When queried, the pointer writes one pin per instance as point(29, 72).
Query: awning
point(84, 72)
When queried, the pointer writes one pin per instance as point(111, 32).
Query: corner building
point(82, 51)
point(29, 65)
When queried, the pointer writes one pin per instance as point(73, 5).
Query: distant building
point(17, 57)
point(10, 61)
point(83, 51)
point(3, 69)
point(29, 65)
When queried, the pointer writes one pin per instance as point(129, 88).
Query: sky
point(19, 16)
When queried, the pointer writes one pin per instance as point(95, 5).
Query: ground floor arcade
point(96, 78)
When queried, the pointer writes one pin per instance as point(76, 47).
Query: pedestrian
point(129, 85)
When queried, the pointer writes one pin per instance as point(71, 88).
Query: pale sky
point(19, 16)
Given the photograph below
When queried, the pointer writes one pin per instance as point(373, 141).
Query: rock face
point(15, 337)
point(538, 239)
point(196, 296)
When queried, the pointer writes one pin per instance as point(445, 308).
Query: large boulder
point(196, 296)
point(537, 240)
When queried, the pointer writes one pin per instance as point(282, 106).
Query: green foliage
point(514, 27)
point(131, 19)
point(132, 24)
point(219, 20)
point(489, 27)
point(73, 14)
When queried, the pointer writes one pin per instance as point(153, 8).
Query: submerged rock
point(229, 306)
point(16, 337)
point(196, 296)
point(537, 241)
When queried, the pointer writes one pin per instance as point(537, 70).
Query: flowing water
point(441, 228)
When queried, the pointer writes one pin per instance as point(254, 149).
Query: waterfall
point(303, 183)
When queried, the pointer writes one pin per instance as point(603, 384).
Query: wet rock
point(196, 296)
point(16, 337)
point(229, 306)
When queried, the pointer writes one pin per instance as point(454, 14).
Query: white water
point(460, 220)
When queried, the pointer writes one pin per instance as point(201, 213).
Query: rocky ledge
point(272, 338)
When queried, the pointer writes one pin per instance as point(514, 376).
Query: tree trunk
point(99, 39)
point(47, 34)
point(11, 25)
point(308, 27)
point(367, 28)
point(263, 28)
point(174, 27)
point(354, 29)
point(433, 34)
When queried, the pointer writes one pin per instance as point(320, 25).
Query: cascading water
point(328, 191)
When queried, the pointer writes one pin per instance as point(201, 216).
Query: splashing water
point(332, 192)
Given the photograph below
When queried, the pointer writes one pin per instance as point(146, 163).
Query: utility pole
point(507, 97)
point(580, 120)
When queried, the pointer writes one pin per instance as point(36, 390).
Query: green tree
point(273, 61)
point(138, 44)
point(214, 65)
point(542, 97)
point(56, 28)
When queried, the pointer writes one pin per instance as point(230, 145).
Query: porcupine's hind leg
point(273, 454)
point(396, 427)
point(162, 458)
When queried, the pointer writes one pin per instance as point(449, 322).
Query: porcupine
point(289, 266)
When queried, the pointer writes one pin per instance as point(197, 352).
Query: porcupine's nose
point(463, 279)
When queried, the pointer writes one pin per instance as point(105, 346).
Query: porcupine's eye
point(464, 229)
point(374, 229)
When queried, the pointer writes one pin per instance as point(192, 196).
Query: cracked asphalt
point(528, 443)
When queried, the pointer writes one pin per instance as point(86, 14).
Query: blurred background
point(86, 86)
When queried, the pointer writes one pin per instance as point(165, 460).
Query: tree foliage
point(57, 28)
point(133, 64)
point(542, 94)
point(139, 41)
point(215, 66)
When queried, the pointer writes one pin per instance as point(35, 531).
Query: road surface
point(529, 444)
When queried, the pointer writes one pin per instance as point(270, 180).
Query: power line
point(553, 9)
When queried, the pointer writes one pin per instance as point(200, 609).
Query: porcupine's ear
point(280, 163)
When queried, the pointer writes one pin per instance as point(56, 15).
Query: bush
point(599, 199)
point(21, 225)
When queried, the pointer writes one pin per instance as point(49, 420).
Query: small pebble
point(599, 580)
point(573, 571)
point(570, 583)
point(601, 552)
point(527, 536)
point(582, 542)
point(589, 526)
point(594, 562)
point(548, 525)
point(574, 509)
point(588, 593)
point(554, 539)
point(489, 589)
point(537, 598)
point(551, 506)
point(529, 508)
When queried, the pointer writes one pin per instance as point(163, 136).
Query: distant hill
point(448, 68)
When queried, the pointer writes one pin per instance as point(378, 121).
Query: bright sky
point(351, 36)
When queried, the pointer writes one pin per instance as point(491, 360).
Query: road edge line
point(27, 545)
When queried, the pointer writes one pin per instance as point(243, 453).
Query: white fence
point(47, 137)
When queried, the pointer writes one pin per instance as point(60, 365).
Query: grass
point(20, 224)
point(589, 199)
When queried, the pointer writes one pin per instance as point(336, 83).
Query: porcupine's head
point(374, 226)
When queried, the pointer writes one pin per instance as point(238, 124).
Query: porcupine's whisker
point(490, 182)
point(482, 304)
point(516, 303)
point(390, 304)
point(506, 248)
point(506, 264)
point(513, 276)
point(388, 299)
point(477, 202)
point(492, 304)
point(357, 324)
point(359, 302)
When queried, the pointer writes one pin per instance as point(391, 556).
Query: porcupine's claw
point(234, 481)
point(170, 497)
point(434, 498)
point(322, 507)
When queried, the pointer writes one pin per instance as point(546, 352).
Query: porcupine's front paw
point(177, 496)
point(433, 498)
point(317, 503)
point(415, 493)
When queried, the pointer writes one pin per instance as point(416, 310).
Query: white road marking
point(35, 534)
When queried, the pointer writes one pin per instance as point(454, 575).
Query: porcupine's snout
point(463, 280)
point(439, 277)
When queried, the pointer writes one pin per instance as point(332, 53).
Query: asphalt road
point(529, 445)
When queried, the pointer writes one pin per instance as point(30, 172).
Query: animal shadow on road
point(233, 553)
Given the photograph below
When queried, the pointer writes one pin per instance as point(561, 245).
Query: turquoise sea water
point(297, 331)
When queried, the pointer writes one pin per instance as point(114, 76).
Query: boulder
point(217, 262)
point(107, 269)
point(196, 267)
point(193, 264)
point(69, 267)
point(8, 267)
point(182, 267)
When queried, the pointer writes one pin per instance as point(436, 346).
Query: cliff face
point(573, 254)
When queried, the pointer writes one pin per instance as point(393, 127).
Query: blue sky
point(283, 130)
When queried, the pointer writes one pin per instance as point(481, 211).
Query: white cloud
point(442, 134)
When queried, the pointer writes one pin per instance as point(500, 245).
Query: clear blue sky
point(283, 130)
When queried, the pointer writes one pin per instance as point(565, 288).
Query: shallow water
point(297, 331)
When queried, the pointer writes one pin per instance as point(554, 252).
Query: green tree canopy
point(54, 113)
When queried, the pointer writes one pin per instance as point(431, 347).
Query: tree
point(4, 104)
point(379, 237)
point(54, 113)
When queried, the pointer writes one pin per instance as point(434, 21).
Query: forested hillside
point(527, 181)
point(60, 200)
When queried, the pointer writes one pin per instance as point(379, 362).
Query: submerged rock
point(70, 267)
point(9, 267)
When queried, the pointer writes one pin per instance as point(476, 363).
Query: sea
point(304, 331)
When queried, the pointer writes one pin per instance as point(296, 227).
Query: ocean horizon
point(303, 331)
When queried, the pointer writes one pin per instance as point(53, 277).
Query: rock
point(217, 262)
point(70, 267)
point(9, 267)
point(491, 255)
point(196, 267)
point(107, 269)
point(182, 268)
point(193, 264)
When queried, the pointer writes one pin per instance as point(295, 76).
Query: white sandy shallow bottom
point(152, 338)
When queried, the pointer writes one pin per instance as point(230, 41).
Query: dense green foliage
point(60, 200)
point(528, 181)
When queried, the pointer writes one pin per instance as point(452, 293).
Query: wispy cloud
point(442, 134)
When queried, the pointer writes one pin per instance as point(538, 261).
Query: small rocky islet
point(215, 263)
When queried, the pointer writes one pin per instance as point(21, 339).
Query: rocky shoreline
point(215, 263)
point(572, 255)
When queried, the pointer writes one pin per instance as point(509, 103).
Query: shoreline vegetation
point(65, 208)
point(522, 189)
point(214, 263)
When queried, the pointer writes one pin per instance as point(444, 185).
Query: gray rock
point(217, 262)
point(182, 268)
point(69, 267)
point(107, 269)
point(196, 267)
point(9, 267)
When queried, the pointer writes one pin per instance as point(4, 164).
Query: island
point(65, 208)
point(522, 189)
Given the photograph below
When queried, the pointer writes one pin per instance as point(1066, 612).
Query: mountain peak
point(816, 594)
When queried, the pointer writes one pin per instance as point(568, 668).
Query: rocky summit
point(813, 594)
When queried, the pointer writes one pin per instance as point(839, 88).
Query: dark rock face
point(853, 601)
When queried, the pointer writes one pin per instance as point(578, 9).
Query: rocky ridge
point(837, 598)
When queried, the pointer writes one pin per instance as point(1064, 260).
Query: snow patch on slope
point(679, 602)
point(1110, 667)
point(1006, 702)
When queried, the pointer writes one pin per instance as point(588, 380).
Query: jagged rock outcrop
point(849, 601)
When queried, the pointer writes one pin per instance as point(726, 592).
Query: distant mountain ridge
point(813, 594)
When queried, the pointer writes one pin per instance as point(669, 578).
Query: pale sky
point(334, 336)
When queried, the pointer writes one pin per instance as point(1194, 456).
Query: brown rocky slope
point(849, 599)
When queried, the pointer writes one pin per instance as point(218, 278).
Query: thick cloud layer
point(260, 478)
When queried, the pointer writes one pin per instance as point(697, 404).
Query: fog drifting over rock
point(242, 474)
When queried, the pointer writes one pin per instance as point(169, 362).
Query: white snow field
◇ ◇ ◇
§ WHAT NEEDS TO BE DONE
Reproduce word for word the part of the entries that opens with the line containing "as point(4, 164)." and closes with the line containing "point(849, 601)", both lines included.

§ EXERCISE OUTPUT
When queried, the pointer writes one pin per instance as point(4, 164).
Query: island
point(65, 208)
point(522, 189)
Given the photograph below
When queried, the pointer writes one pin per instance as point(1066, 612).
Query: mountain peak
point(816, 594)
When queried, the pointer writes one pin per instance as point(568, 668).
Query: rocky summit
point(813, 594)
When queried, the pointer writes one pin per instance as point(839, 88).
Query: dark rock face
point(853, 601)
When queried, the pointer writes one pin per instance as point(578, 9).
Query: rocky ridge
point(837, 598)
When queried, the pointer writes one pin per instance as point(1064, 260).
Query: snow patch on slope
point(679, 602)
point(1110, 667)
point(1006, 702)
When queried, the pointer writes one pin per instance as point(588, 380).
Query: jagged rock outcrop
point(849, 601)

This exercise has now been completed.